• _Supplied passage_:
Auditory processing disorder affects approximately two to seven percent of the U.S population. APD refers to difficulties in processing auditory information in the central nervous system. Many people with APD, may have normal hearing, but also tend to experience difficulty in receiving, organizing, and understanding speech. The symptom complex of APD is broad due to how it differs from person to person. Our Lady of the Lake University student, Nicky Haskins, shares his story on living with APD and the best ways you can manage.

The best way Haskins can describe APD is “as a driver so you know you have your computer and a mouse and there’s a driver that connects the two, so my brain is the computer, my ears are the mouse, and they both work perfectly fine, but the driver is really messed up, so the mouse doesn’t always work.”

Haskins attended a small school when he was younger, so the signs were not noticeable until later in life. He first noticed early signs of APD at age 19, when he got yelled at during work one day. However, he was not officially diagnosed by an audiologist until 2021. Haskins said that his APD worsen during covid due to the masks interfering with understanding others speech.

He explained that before the best way to deal with APD was by reading lips and always using subtitles. “And I’ve noticed a lot of people do too online, they’re always like I need to read to be able to hear and you’ll see jokes about it and it’s probably APD now thinking about it.”

Haskins tries his best to bring more attention to APD and had many friends open up to similar situations. He hopes to help people and his friends by providing places you can go for it. Haskins pointed out that APD is also common for those who have ADHD and dyslexia.

Now, Haskins’ best way of dealing with it is hearing aids and taking notes on time. At first, he felt embarrassed about hearing aids because he explains that his “ears aren’t the problem it’s the connections.” Haskins also said, “most people when they hear specifically about hearing aids, they think it’s hearing loss which it’s not, it was trickier of things to find out.”

• _Raw data_:
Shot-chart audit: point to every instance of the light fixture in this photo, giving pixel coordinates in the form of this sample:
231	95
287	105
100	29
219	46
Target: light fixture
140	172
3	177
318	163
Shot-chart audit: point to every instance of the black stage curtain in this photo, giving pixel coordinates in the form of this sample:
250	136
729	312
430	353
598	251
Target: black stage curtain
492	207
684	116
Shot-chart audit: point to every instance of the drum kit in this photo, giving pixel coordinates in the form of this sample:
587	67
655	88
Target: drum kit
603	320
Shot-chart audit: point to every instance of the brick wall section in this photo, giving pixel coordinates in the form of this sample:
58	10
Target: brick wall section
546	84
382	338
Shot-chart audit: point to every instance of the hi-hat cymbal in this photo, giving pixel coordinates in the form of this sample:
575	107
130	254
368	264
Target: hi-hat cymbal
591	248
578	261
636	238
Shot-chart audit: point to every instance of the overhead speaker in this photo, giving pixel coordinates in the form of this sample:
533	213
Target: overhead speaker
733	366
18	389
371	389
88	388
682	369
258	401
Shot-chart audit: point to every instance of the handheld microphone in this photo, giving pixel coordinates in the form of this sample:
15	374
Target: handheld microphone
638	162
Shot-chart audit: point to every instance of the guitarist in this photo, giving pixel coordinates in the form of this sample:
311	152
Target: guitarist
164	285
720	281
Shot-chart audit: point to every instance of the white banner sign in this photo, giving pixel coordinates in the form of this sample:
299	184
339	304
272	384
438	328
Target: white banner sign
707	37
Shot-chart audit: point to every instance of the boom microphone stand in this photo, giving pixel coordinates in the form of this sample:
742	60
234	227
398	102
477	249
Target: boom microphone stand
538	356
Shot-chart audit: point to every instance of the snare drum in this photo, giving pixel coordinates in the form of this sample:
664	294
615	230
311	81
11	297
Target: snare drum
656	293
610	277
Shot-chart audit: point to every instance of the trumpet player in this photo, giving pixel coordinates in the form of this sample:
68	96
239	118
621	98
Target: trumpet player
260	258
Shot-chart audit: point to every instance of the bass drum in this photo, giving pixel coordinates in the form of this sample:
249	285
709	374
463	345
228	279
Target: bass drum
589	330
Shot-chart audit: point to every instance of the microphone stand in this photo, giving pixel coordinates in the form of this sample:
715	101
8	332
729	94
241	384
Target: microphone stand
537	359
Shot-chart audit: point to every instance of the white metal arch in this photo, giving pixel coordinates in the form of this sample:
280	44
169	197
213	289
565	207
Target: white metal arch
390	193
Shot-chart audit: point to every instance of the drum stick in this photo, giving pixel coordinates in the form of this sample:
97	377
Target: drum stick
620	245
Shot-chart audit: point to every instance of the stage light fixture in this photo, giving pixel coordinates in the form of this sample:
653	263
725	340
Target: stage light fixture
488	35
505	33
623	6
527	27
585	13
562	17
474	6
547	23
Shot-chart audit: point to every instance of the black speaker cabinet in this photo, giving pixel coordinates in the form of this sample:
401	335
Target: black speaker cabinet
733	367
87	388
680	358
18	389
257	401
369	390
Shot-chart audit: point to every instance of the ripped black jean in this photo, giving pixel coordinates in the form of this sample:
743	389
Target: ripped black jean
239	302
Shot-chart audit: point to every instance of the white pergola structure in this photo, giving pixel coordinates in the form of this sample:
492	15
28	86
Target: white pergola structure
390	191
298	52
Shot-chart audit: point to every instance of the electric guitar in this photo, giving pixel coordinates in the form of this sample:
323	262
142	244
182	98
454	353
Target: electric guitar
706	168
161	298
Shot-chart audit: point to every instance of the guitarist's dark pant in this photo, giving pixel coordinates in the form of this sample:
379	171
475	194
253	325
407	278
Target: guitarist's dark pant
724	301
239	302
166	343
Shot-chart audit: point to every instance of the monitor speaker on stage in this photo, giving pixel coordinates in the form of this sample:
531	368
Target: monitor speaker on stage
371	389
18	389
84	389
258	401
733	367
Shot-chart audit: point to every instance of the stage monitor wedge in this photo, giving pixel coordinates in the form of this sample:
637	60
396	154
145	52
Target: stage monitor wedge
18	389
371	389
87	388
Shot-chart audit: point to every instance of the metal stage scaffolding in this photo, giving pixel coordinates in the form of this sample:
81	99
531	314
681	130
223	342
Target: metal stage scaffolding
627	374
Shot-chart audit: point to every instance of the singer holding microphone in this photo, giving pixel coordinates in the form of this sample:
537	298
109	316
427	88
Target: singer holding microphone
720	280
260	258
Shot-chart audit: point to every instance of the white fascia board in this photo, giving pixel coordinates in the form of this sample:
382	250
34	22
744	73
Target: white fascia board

• _Brief_: List every method the article on auditory processing disorder gives for how Haskins has dealt with APD, both earlier and now.

• _Task answer_:
- Reading lips (earlier)
- Always using subtitles (earlier)
- Hearing aids (now)
- Taking notes on time (now)